*TASK BRIEF*
Transcribe only the lines of the listing below from the one holding "pinpoint the rough" through the one holding "pinpoint the woodpecker", inclusive, without any change.

□ □ □ □

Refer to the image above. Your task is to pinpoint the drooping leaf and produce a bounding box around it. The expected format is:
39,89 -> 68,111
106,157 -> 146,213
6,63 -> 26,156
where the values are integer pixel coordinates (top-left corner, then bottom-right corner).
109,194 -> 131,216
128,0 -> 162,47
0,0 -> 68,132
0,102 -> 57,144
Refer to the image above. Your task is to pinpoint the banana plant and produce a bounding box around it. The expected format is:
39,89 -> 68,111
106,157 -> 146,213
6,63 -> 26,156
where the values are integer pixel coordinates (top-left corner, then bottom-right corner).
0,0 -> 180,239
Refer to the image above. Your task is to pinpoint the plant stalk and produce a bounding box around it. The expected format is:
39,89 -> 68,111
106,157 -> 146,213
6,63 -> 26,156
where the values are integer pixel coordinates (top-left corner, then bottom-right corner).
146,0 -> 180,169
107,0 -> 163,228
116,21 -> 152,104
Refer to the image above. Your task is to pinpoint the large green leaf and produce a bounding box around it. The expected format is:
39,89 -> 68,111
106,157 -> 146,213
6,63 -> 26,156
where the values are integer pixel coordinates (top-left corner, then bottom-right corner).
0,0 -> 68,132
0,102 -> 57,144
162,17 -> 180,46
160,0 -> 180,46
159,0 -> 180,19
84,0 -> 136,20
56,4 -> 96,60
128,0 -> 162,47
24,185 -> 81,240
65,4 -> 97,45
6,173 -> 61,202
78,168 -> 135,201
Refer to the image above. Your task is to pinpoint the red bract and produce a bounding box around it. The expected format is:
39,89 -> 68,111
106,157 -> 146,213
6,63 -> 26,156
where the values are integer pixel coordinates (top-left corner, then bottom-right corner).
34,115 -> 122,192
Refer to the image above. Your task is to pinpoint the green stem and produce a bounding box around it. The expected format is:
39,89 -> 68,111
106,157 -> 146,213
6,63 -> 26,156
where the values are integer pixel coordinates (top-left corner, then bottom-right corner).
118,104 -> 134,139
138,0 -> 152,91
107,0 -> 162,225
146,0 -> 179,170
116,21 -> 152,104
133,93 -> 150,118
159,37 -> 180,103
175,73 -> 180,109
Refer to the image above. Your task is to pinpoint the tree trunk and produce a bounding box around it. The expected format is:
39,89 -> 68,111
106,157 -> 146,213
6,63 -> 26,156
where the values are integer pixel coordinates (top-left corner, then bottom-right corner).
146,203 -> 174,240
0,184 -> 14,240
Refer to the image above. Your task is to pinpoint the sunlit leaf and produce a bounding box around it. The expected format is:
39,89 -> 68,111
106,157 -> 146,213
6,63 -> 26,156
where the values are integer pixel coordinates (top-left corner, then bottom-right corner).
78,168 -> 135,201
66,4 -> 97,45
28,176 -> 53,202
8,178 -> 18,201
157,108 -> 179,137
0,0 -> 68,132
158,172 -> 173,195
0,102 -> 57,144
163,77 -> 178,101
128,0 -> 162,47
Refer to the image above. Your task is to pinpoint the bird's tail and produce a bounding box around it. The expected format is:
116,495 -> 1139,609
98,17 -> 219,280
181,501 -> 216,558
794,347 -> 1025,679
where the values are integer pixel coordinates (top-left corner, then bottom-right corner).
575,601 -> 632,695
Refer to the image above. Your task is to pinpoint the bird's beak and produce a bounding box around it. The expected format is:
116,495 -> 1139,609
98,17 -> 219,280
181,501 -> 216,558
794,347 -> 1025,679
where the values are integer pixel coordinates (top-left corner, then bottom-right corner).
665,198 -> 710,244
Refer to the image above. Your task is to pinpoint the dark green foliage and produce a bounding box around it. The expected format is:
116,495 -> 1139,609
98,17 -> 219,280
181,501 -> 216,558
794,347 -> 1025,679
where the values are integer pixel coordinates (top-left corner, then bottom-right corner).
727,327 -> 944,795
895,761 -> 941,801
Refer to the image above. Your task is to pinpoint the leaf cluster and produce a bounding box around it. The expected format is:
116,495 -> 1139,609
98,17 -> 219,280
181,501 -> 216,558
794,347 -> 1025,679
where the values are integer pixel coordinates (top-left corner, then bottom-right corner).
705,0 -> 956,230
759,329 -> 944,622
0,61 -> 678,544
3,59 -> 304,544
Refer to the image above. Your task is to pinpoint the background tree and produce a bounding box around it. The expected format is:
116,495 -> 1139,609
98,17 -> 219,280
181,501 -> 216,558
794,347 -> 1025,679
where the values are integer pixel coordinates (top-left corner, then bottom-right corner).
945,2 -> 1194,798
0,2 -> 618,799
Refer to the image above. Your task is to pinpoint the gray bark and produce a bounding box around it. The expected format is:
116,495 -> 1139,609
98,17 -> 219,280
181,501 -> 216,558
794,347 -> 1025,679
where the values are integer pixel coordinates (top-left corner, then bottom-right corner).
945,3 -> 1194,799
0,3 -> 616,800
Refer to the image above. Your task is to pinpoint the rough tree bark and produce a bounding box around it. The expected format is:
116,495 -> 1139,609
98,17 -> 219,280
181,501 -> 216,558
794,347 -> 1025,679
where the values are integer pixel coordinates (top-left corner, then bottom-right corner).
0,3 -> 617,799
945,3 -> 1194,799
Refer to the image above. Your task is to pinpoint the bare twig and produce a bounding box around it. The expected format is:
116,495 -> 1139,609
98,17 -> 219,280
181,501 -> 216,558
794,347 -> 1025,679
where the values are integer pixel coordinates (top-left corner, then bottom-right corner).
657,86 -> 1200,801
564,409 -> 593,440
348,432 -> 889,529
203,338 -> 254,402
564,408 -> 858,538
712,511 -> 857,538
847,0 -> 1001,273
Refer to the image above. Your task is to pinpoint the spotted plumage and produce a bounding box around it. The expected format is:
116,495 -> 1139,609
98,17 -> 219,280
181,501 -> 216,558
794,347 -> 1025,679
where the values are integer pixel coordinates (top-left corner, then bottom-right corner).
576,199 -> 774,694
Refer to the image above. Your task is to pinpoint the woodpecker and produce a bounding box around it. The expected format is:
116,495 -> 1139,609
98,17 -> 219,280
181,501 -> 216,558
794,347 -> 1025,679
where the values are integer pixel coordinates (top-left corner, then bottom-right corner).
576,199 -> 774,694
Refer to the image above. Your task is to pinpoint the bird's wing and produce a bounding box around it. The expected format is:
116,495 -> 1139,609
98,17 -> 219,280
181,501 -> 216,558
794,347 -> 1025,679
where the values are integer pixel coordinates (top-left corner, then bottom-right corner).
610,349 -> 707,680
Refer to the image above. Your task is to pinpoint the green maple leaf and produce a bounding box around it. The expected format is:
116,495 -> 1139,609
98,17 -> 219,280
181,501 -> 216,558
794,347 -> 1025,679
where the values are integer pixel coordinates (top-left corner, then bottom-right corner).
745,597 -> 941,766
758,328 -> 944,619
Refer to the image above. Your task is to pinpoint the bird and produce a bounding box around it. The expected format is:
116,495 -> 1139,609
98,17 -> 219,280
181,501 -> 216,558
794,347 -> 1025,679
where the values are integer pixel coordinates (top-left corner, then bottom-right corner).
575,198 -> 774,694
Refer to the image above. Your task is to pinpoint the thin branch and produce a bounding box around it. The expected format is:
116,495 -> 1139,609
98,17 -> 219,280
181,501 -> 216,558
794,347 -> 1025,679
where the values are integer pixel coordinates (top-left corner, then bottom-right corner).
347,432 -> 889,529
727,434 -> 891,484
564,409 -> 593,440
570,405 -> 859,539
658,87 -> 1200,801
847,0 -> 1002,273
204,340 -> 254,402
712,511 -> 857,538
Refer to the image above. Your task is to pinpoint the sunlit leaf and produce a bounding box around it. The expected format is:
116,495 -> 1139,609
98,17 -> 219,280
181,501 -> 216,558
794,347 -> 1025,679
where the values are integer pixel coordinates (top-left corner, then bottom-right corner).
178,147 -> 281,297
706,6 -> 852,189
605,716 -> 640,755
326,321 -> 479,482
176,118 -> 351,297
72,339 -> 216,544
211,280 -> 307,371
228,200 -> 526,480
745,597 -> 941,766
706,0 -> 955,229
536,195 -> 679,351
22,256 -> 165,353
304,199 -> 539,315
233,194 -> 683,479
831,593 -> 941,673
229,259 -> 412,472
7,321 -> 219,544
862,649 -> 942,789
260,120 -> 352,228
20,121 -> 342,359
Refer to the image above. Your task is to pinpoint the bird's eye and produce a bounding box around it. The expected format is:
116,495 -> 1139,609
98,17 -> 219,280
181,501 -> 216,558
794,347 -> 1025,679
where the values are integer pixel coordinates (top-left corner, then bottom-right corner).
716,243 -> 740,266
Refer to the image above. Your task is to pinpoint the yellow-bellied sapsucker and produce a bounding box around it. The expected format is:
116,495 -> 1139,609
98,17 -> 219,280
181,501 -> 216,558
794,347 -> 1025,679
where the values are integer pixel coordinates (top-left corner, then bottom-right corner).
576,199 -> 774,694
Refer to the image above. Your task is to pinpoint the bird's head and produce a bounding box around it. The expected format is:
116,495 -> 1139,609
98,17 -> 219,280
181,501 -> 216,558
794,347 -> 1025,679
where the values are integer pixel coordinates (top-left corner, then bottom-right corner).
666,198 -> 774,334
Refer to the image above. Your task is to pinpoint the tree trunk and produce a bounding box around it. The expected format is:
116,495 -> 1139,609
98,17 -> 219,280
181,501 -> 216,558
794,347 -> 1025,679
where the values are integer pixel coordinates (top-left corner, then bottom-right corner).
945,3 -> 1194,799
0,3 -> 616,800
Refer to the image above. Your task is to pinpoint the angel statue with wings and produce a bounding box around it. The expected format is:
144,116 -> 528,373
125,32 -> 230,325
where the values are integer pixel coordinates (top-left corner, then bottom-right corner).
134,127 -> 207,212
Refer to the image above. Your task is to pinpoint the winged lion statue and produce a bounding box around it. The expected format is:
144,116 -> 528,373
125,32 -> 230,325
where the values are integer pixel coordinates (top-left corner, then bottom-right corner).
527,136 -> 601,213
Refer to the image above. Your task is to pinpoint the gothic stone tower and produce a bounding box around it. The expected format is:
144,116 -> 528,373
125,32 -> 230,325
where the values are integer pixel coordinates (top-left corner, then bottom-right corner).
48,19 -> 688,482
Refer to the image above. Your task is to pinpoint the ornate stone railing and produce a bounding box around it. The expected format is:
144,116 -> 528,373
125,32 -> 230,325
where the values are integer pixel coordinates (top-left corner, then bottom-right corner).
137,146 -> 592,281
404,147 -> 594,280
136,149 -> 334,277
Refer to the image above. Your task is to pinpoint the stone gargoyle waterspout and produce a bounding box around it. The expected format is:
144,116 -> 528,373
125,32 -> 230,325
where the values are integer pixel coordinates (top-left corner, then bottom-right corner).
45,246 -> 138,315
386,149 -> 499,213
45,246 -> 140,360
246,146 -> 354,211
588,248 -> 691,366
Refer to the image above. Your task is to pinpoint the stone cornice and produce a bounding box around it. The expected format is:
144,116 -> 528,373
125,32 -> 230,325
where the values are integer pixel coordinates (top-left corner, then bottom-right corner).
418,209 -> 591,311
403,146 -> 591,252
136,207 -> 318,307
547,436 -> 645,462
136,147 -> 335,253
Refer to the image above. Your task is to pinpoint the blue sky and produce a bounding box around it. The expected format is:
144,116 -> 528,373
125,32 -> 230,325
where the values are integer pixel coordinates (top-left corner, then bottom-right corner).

□ □ □ □

*TASK OUTPUT*
Refer to the image above. Your task is to pinpoint the rough tree bark and produce a bounding box around it. The expected format is:
116,495 -> 1139,609
98,17 -> 219,280
181,501 -> 216,558
794,347 -> 1025,679
where the values are integer pixel coordinates (top-left corner, then bottom-right corner).
0,3 -> 617,799
945,3 -> 1194,799
Refer to the image above. Your task is to pinpoint the bare twig and produce a bounding box around it. The expected format is:
116,495 -> 1139,609
98,17 -> 219,280
181,501 -> 216,558
794,347 -> 1025,679
where the values are integer pixel coordinates (top-left corner, then bottom-right corner).
657,86 -> 1200,801
564,409 -> 593,440
348,432 -> 889,529
203,338 -> 254,402
564,408 -> 858,538
712,511 -> 857,538
847,0 -> 1001,273
Refer to the image above. Your task is to pinpoint the spotted plumage and produce a bounding box around it. The expected format is:
116,495 -> 1139,609
98,17 -> 219,280
181,501 -> 216,558
794,347 -> 1025,679
where the values are integer pixel coordinates (top-left corner, then bottom-right corner).
576,199 -> 774,694
Refer to the image above. Your task is to pinpoint the woodpecker and produce a bounding box around it. The expected format is:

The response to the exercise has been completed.